▸ **What to do**:
Starting with the line that contains "Guideline: for every instance of the guitar pickup, set" and going on through the line that contains "Target: shirt collar", express those lines of the items below as a Markdown table with the columns "Row" and "Line." Put each line's position number under "Row" and the line itself under "Line," and leave out any blank lines.

▸ **Recorded data**:
Begin

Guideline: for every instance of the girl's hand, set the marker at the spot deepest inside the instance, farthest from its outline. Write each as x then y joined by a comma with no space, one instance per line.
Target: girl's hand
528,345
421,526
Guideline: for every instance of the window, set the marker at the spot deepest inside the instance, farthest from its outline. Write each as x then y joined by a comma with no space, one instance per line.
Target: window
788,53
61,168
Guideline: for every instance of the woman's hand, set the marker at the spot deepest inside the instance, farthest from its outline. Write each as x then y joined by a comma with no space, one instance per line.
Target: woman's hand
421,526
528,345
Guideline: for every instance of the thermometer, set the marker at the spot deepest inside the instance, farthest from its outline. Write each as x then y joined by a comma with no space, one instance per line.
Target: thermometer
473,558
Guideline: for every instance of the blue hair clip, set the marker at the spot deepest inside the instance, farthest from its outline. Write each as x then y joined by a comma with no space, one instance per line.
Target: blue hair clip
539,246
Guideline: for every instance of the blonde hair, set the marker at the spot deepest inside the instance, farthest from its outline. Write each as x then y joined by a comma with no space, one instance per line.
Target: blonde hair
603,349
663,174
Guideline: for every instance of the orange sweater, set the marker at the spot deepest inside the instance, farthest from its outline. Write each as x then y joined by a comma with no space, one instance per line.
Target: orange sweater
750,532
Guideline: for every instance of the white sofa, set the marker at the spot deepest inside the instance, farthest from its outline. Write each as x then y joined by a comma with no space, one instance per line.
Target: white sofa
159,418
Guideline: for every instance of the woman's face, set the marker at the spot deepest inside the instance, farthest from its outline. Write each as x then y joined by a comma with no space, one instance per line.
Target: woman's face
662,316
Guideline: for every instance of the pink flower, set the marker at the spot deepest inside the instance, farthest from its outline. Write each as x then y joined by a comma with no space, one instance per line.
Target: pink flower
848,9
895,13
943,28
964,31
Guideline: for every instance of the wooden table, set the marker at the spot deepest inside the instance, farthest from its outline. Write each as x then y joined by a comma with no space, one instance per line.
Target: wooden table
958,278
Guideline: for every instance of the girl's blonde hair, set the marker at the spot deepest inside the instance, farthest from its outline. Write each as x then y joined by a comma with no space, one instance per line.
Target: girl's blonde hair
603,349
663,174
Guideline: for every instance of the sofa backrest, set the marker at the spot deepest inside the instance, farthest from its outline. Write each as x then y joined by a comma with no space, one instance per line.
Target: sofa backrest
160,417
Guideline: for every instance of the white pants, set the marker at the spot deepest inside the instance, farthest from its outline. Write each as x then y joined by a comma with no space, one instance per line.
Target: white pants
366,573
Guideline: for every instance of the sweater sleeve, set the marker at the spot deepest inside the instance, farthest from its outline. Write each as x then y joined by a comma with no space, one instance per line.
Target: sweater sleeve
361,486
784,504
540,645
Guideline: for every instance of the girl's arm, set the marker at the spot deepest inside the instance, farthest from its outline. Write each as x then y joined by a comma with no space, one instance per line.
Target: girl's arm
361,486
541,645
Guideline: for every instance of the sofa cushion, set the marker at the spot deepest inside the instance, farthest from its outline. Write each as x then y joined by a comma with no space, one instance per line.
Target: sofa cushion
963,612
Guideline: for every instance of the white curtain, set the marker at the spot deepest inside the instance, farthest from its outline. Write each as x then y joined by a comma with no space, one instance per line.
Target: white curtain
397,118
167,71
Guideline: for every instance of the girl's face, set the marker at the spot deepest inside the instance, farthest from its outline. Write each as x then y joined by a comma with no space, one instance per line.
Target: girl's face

End
Begin

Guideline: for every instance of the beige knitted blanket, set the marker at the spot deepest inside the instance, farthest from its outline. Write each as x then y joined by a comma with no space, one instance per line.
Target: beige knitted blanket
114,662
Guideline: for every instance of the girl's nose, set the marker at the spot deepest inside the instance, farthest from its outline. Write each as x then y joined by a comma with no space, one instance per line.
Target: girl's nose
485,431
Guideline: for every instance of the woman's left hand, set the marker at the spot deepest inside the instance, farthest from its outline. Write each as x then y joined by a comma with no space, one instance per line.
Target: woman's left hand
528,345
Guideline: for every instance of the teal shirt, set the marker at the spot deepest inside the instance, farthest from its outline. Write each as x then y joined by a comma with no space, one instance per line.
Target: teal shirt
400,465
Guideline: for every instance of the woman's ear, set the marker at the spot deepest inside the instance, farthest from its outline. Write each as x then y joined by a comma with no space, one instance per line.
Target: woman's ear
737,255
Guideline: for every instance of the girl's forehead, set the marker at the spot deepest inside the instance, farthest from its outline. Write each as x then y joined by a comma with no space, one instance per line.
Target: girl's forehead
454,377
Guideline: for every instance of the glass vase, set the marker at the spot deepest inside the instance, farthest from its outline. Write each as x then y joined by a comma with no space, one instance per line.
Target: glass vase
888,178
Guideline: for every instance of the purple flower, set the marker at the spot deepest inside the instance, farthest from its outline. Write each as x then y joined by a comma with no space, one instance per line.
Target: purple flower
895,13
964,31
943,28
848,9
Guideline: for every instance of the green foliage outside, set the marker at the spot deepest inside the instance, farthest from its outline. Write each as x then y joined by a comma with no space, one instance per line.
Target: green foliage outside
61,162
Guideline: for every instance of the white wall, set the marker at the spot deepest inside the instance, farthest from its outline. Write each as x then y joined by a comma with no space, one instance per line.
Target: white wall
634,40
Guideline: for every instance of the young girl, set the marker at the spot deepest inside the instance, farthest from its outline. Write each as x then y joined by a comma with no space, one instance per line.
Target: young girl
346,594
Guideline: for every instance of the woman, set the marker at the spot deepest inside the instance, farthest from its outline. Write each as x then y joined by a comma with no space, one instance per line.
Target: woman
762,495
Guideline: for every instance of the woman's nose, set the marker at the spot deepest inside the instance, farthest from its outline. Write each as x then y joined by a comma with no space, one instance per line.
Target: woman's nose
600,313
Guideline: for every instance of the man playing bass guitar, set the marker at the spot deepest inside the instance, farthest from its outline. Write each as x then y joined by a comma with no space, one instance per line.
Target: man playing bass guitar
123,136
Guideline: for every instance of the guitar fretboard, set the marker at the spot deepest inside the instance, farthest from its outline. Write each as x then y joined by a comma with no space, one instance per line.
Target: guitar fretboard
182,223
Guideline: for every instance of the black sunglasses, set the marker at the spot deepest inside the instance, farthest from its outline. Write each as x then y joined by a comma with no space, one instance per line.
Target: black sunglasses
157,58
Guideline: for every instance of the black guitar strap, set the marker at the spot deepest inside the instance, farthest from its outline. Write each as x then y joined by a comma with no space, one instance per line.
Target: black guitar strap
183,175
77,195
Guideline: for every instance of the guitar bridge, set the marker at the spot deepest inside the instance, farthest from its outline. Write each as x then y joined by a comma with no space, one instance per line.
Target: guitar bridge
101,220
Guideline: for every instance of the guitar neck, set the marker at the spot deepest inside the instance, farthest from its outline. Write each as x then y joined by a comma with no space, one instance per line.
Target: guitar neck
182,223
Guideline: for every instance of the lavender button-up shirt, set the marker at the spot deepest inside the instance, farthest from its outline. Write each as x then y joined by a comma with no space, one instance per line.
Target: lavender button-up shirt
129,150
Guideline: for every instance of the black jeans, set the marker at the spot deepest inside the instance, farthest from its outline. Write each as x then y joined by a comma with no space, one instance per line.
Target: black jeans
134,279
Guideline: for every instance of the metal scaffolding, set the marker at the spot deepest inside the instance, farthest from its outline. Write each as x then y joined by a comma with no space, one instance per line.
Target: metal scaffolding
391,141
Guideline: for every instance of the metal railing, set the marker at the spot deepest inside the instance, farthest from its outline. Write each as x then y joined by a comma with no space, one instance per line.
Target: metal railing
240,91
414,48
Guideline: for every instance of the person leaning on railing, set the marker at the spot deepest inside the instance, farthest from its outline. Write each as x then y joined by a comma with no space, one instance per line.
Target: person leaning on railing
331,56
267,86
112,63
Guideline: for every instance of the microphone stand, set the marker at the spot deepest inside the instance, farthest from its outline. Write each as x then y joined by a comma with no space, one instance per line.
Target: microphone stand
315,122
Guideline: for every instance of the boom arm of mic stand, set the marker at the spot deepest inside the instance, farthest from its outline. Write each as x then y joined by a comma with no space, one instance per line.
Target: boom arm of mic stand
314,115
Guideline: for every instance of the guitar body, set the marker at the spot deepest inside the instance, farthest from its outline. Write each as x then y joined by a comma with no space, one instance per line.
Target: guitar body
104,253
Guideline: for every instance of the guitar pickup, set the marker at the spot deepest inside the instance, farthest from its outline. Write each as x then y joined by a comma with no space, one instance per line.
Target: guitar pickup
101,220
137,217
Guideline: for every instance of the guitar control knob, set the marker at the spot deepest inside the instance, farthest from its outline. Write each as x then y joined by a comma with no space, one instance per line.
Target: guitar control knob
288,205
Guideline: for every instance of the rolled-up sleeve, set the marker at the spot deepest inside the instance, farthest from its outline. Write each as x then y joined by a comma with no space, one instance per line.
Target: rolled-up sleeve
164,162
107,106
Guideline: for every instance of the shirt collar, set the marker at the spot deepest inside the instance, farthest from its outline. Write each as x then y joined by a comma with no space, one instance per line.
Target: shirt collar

End
Begin

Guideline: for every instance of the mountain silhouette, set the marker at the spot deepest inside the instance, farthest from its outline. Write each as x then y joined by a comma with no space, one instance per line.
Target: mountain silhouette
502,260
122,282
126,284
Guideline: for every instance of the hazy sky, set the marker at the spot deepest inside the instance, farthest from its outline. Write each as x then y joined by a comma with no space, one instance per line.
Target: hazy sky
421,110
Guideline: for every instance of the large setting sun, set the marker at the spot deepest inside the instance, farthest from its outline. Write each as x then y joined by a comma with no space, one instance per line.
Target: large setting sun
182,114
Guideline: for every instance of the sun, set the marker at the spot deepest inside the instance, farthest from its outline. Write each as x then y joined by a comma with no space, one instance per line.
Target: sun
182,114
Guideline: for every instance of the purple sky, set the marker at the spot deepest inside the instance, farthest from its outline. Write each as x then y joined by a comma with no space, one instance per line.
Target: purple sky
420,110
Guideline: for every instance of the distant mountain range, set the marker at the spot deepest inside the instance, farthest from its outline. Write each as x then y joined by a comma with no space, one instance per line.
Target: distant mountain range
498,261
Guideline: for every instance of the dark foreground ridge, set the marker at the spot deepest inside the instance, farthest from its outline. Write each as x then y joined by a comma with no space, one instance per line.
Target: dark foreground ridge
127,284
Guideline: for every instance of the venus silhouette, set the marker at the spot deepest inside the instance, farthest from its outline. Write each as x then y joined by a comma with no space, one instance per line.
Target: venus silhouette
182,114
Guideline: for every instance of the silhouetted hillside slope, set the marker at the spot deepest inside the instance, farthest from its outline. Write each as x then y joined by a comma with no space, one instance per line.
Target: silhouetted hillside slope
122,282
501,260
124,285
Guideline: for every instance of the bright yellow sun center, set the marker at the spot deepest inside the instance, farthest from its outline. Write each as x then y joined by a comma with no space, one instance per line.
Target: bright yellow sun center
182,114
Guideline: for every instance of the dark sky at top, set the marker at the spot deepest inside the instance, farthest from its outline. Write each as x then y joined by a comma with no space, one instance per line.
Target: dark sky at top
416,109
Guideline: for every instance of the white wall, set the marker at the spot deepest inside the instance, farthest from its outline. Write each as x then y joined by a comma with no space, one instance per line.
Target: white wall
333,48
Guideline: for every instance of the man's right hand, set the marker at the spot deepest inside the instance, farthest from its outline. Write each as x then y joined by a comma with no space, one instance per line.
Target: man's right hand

End

▸ **Completed exercise**:
| Row | Line |
|---|---|
| 1 | Guideline: for every instance of the guitar pickup, set the marker at the spot deepest inside the instance, farthest from its outline. Write each as x then y joined by a comma with no space, one instance per line. |
| 2 | Target: guitar pickup |
| 3 | 101,220 |
| 4 | 137,217 |
| 5 | Guideline: for every instance of the guitar control knob, set the marker at the spot deepest inside the instance, farthest from its outline. Write each as x then y joined by a comma with no space, one instance per line. |
| 6 | Target: guitar control knob |
| 7 | 288,205 |
| 8 | Guideline: for every instance of the rolled-up sleeve, set the marker at the spot deepest inside the instance, farthest from its outline. Write each as x then y joined by a comma with no space, one instance per line. |
| 9 | Target: rolled-up sleeve |
| 10 | 164,162 |
| 11 | 107,106 |
| 12 | Guideline: for every instance of the shirt collar, set the marker at the spot deepest inside the instance, farthest from its outline. Write each as x then y joined by a comma with no space, one instance per line. |
| 13 | Target: shirt collar |